** Start of RECORDS FOR THIS TASK **
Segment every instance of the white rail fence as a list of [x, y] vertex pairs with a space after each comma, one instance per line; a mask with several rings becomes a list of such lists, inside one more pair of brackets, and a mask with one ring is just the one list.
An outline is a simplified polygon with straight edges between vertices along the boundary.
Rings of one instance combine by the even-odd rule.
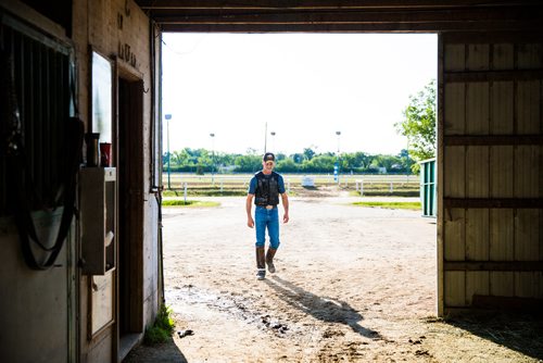
[[[167, 187], [167, 175], [164, 174], [164, 186]], [[215, 174], [215, 175], [194, 175], [194, 174], [171, 174], [171, 186], [172, 189], [182, 189], [186, 196], [188, 190], [191, 188], [197, 188], [198, 186], [211, 186], [212, 188], [218, 189], [223, 192], [228, 188], [242, 188], [249, 189], [249, 182], [251, 180], [252, 174]], [[406, 186], [417, 188], [419, 185], [418, 175], [340, 175], [338, 179], [334, 179], [332, 174], [323, 175], [303, 175], [303, 174], [283, 174], [285, 187], [287, 192], [290, 192], [292, 186], [302, 187], [319, 187], [319, 186], [330, 186], [338, 185], [342, 188], [354, 187], [362, 196], [365, 190], [369, 190], [372, 187], [379, 185], [382, 190], [383, 185], [388, 186], [389, 192], [393, 193], [397, 188], [405, 188]]]

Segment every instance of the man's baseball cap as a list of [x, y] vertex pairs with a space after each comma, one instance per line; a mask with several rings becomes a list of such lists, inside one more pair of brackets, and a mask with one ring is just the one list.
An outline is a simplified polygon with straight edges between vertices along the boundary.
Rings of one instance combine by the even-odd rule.
[[272, 153], [272, 152], [266, 152], [266, 153], [264, 154], [264, 158], [262, 158], [262, 160], [263, 160], [263, 161], [269, 161], [269, 160], [270, 160], [270, 161], [275, 161], [275, 155], [274, 155], [274, 153]]

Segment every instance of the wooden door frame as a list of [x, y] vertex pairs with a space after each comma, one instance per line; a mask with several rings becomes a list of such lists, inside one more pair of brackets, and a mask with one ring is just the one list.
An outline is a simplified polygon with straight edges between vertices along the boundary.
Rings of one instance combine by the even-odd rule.
[[[126, 209], [125, 205], [119, 205], [126, 213], [125, 221], [119, 220], [119, 225], [124, 224], [125, 234], [128, 236], [118, 236], [118, 249], [121, 252], [122, 243], [129, 243], [128, 253], [128, 273], [123, 274], [124, 267], [121, 265], [121, 253], [117, 253], [117, 292], [121, 293], [121, 278], [128, 277], [128, 290], [130, 298], [127, 306], [121, 306], [121, 295], [117, 299], [117, 340], [121, 334], [121, 316], [122, 310], [128, 309], [128, 321], [123, 320], [127, 324], [130, 333], [142, 333], [143, 324], [143, 185], [144, 185], [144, 148], [143, 148], [143, 76], [138, 74], [132, 67], [121, 60], [116, 60], [116, 122], [117, 147], [115, 148], [117, 172], [117, 193], [121, 198], [130, 204], [131, 208]], [[126, 83], [128, 89], [126, 93], [121, 93], [121, 83]], [[130, 102], [125, 102], [129, 99]], [[127, 112], [124, 112], [127, 111]], [[122, 125], [124, 122], [123, 115], [126, 114], [130, 122], [126, 124], [125, 134], [122, 134]], [[127, 136], [129, 135], [129, 137]], [[124, 142], [125, 151], [121, 154], [118, 145]], [[125, 168], [121, 167], [121, 160], [126, 162]], [[129, 176], [126, 176], [129, 173]], [[131, 180], [129, 185], [126, 180]], [[121, 229], [121, 228], [119, 228]], [[125, 276], [123, 276], [125, 275]]]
** End of RECORDS FOR THIS TASK **
▶ PROBLEM REQUIREMENTS
Could you write out, unchanged, the lines from the one containing "Segment every instance of the wooden" through the last line of the items, including both?

▶ COMPLETE ANSWER
Segment every instance of the wooden door frame as a list of [x, y] vertex pairs with a space after each comma, one instance per line; a mask with several rings becomes a list of such lists, inside one more pair of brackets, and a mask with one ring is just the one list.
An outline is a simplified polygon with straight edges between vertices along the boundary.
Rings of one instance combine by the even-odd rule.
[[[126, 209], [125, 205], [119, 205], [126, 213], [125, 221], [119, 220], [119, 225], [124, 224], [125, 234], [128, 236], [118, 236], [118, 249], [121, 252], [122, 243], [129, 243], [128, 253], [128, 273], [123, 274], [124, 267], [121, 265], [121, 253], [117, 253], [117, 292], [121, 293], [121, 278], [128, 277], [128, 290], [130, 298], [127, 306], [121, 306], [121, 295], [117, 299], [117, 340], [121, 334], [121, 316], [122, 310], [128, 309], [128, 321], [123, 320], [127, 324], [130, 333], [142, 333], [143, 324], [143, 185], [144, 185], [144, 148], [143, 148], [143, 76], [138, 74], [132, 67], [121, 60], [116, 60], [116, 122], [117, 147], [115, 148], [117, 172], [117, 193], [121, 198], [130, 204], [131, 208]], [[126, 83], [128, 89], [126, 93], [121, 93], [121, 83]], [[130, 102], [125, 102], [129, 99]], [[127, 112], [124, 112], [127, 111]], [[122, 125], [124, 122], [123, 115], [126, 114], [130, 122], [126, 124], [125, 134], [122, 134]], [[127, 136], [129, 135], [129, 137]], [[124, 142], [125, 151], [121, 154], [118, 145]], [[125, 168], [121, 167], [121, 160], [126, 162]], [[129, 176], [126, 176], [129, 173]], [[131, 180], [129, 185], [126, 180]], [[121, 229], [121, 228], [119, 228]], [[125, 276], [123, 276], [125, 275]]]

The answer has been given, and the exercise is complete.